- Questions to answer -
1. Answer these questions about the culture methods text:
(a) What percentage of bovine bile did the growth medium contain?
(b) How was the viability of cysts assessed?
(c) At what temperature were the organisms kept after final resuspension in PBS?
2. Repeat the part of the culture methods text that opens with the words containing "After chilling for" and closes with "Analytical methods.".

- Text section -

G. intestinalis Portland-1 strain ATCC 30888 was grown as described previously in a medium containing 0·1 % (w/v) bovine bile and 10 % (v/v) heat-inactivated fetal calf serum (Keister, 1983; Edwards et al., 1989). Organisms were counted on a Fuchs–Rosenthal haemocytometer slide; typically this gave cell numbers of 2x106 ml–1 after 2 days growth in stoppered tubes. Viability of trophozoites was assessed by motility and of cysts by their capacity for excystation (Bingham & Meyer, 1979; Paget et al., 1998).

Harvesting.
After chilling for 20 min in an ice bucket, tubes were inverted several times to dislodge adherent organisms. After counting, cells were harvested at 1000 g (3000 r.p.m.) for 4 min at room temperature in a bench centrifuge (MSE Minor). After washing once with PBS (pH 7·4) and recentrifugation, organisms were finally resuspended in PBS and kept at 4 °C.

Analytical methods.

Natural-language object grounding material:

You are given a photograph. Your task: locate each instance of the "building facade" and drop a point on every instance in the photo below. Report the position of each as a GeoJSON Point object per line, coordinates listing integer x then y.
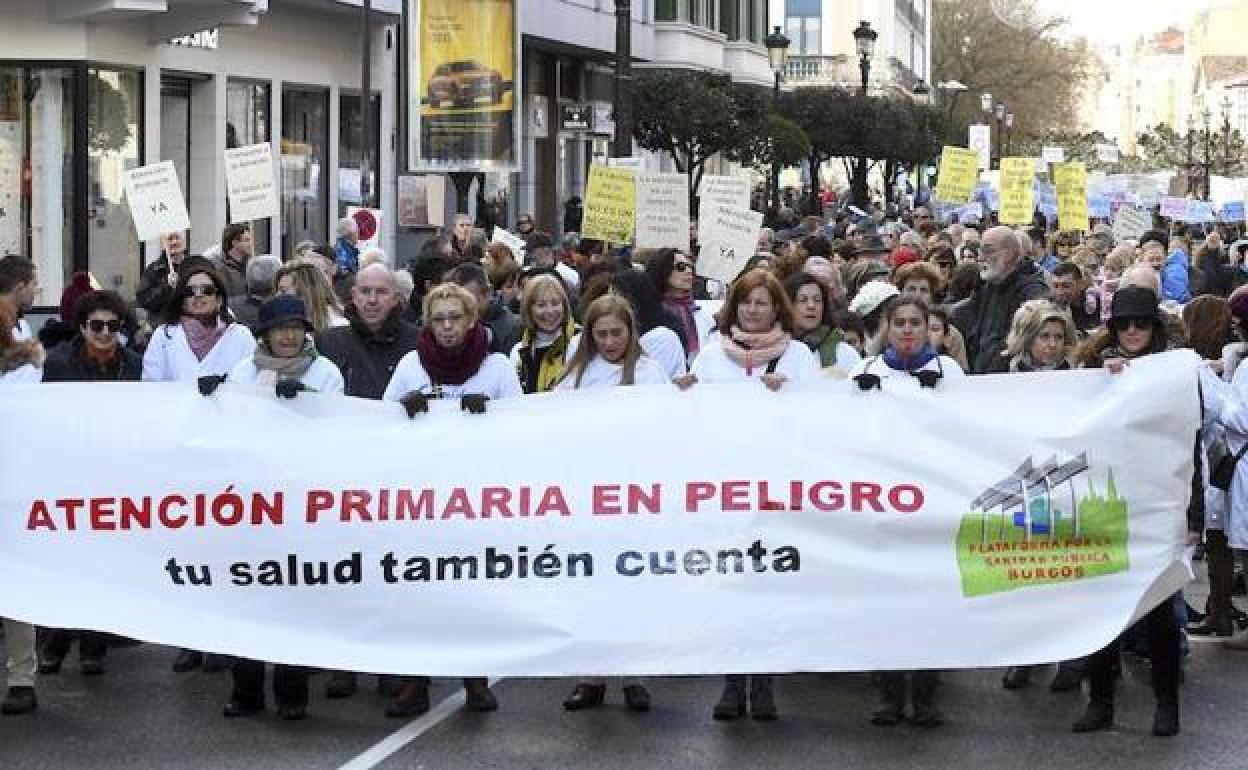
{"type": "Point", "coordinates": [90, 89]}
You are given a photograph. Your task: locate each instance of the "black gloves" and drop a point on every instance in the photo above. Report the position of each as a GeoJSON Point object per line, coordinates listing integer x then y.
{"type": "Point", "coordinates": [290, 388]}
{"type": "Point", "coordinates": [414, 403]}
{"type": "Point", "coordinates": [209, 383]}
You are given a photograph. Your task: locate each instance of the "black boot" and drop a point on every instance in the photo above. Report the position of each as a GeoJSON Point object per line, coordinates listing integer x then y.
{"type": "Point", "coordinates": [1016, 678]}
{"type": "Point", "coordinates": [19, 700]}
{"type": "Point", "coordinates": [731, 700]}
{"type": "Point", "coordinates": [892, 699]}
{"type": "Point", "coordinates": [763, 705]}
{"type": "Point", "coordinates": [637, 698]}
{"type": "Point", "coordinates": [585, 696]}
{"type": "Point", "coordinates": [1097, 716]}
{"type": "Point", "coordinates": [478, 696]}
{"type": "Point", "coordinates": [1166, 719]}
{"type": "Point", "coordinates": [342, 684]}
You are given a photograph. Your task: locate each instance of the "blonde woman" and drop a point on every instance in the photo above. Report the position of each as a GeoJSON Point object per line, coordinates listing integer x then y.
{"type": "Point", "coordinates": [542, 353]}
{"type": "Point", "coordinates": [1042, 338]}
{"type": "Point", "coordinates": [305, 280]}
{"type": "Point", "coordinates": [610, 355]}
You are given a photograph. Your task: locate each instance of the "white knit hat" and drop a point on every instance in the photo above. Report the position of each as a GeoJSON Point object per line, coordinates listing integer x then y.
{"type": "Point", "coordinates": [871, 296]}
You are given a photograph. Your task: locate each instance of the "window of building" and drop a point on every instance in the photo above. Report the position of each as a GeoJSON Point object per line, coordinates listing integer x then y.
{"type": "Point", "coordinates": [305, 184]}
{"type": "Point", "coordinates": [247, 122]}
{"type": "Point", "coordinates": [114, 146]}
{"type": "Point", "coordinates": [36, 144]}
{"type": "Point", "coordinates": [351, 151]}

---

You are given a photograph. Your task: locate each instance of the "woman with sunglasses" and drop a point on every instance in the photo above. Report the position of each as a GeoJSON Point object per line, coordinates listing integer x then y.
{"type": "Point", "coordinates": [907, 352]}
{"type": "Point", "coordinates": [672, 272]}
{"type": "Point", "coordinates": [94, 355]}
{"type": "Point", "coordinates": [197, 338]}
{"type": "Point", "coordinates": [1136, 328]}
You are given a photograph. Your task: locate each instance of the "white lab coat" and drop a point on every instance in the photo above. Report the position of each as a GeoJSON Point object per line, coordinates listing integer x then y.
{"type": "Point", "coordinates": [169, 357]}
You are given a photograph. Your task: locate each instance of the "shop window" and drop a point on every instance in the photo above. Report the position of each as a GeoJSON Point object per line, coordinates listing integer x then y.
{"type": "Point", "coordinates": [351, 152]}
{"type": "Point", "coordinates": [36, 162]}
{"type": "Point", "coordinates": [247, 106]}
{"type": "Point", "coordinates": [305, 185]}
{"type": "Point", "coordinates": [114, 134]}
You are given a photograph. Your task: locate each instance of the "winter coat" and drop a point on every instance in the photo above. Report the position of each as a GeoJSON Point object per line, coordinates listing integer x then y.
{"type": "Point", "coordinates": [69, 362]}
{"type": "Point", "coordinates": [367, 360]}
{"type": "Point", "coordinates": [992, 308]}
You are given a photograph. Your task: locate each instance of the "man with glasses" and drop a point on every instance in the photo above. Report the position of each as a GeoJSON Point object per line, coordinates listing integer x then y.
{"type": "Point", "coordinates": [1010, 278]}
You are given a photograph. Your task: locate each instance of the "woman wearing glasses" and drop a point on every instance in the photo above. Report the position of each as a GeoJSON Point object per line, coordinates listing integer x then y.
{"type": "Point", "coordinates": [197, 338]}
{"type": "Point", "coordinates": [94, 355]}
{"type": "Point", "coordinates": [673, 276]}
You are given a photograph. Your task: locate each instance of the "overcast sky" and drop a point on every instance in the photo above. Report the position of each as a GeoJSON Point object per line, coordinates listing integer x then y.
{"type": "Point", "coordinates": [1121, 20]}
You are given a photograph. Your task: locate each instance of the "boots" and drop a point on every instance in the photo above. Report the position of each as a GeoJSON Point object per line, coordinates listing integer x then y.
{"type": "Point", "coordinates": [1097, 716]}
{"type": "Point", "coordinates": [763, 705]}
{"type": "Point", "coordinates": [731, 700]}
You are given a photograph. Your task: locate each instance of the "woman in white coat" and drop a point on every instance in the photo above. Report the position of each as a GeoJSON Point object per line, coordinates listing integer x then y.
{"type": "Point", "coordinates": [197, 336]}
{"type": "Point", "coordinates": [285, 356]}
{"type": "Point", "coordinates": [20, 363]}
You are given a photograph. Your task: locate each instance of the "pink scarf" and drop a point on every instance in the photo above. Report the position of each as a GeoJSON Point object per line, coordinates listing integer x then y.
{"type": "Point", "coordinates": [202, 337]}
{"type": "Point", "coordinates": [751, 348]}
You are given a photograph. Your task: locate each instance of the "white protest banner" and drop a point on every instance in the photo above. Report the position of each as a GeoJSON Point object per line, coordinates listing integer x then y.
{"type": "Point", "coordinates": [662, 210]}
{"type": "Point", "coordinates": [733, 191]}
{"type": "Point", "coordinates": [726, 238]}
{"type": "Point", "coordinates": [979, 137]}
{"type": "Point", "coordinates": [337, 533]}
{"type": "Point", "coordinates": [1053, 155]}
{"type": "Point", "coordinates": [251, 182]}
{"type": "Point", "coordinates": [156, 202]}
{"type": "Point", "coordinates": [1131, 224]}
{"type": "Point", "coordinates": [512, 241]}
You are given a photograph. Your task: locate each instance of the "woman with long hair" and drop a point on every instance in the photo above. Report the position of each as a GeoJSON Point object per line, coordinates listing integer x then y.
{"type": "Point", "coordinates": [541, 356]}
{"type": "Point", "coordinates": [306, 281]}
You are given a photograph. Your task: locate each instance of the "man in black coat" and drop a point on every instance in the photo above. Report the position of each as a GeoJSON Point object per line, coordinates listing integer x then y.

...

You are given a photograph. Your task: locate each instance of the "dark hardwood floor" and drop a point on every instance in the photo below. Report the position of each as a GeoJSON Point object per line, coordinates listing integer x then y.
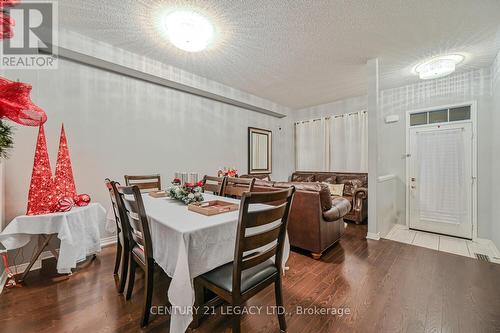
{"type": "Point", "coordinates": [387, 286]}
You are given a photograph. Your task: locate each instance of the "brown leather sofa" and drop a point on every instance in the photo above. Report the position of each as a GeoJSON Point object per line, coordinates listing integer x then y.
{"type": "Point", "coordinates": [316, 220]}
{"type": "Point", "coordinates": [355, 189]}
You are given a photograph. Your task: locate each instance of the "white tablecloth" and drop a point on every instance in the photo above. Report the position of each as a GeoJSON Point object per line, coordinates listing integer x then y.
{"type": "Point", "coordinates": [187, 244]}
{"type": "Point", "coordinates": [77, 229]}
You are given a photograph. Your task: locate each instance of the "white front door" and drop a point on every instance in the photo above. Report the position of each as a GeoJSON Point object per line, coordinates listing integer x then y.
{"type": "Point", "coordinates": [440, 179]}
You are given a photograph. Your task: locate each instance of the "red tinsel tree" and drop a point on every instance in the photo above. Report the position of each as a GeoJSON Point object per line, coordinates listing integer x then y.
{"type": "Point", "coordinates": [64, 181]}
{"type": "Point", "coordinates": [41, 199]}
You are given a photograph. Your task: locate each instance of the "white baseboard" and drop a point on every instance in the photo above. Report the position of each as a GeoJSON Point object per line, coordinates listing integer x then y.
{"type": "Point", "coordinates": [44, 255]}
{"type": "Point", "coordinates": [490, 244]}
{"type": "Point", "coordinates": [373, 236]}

- Answer set -
1.
(a) 0·1 % (w/v)
(b) By their capacity for excystation
(c) 4 °C

2.
After chilling for 20 min in an ice bucket, tubes were inverted several times to dislodge adherent organisms. After counting, cells were harvested at 1000 g (3000 r.p.m.) for 4 min at room temperature in a bench centrifuge (MSE Minor). After washing once with PBS (pH 7·4) and recentrifugation, organisms were finally resuspended in PBS and kept at 4 °C.

Analytical methods.